Can you copy every one of the items below word for word?

-- START Extracted entries --

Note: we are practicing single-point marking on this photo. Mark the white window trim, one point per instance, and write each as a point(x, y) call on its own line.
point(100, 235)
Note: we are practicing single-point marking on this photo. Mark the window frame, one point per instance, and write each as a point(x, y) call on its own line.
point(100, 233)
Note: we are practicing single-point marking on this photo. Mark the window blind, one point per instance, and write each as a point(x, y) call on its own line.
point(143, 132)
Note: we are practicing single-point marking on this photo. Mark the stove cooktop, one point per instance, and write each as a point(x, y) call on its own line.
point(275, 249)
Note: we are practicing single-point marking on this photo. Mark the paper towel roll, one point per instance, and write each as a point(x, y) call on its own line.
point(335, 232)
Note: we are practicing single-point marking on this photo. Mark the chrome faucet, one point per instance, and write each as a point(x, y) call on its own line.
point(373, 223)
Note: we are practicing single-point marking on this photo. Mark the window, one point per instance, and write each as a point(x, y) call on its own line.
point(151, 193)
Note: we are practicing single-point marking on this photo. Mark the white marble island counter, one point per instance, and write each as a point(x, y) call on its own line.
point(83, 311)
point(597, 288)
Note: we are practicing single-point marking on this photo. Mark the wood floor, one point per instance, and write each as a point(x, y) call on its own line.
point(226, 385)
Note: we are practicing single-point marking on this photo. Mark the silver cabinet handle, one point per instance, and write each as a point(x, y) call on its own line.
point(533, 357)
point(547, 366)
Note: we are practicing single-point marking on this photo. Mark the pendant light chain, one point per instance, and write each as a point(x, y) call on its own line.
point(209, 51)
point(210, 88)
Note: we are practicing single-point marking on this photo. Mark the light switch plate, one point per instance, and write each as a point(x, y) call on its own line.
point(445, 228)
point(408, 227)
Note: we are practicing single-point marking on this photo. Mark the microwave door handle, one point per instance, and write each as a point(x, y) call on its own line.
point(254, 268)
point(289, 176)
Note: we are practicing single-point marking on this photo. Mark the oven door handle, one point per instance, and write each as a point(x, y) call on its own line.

-- END Extracted entries --

#### [Complete response]
Note: we are practicing single-point marking on this photo. Mark the white window trim, one point per instance, and write each as a point(x, y) call on its own line.
point(100, 235)
Note: we are practicing single-point marking on this photo. Mark the window frame, one point per instance, and write each as a point(x, y) call on its own line.
point(100, 233)
Note: we are practicing single-point marking on this photo. Mark the window blind, one point per instance, and write each as a point(x, y) call on its own line.
point(143, 132)
Note: we are practicing single-point marking on this photo. Mark the stove cooktop, one point per instance, and write each as a point(x, y) call on its own line.
point(275, 249)
Note: we are practicing single-point marking on this photo. Mark the paper towel roll, one point per instance, and write each as a point(x, y) call on its own line.
point(335, 232)
Note: we are practicing single-point marking on this photo. Mark the chrome faucet, one point per instance, and write each as a point(x, y) call on its own line.
point(373, 223)
Note: we are practicing single-point marking on this photo. Mark the window, one point per instance, and write each as a point(x, y) call on its own line.
point(151, 193)
Note: we are practicing single-point marking on this photo. Mark the white marble island counter, one point per instance, and write each as a point(x, y) call on its own line.
point(83, 311)
point(597, 288)
Note: we are practicing single-point marking on this photo. Mark the wood floor, one point per instance, and write each as a point(x, y) call on its own line.
point(226, 385)
Note: we are practicing single-point marking on this photo. Mark the silver cabinet handle, one point per instance, and write each as a point(x, y) call on its own line.
point(533, 357)
point(547, 366)
Note: we are practicing single-point marking on this photo. Mark the pendant light chain, one point per instance, and write each as a point(x, y) call on its own line.
point(209, 51)
point(210, 88)
Note: we are practicing single-point marking on this photo. Mark the light switch plate, one point per instance, and write each as a point(x, y) call on its own line.
point(445, 228)
point(408, 227)
Note: we are practicing single-point marking on this photo. Mark the microwave door handle, one point per instance, and write each as a point(x, y) call on its own line.
point(254, 268)
point(289, 176)
Note: we are practicing single-point marking on this photo. Mark the oven door handle, one point per instance, and write each as a point(x, y) call on its own line.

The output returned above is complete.